**Exercise requirements:** Rewrite every row with each "pin" swapped for "marker", keeping all other text the same.
• • • •
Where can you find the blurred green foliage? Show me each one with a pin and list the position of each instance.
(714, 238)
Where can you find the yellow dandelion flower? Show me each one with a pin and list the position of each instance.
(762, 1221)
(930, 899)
• • • •
**Answer to the task:**
Where can you find the blurred green foliage? Show me each one with a marker and list the position of each instance.
(714, 238)
Where can you find the yellow dandelion flower? Show me each one with a marker and list the position of each instance.
(762, 1221)
(930, 899)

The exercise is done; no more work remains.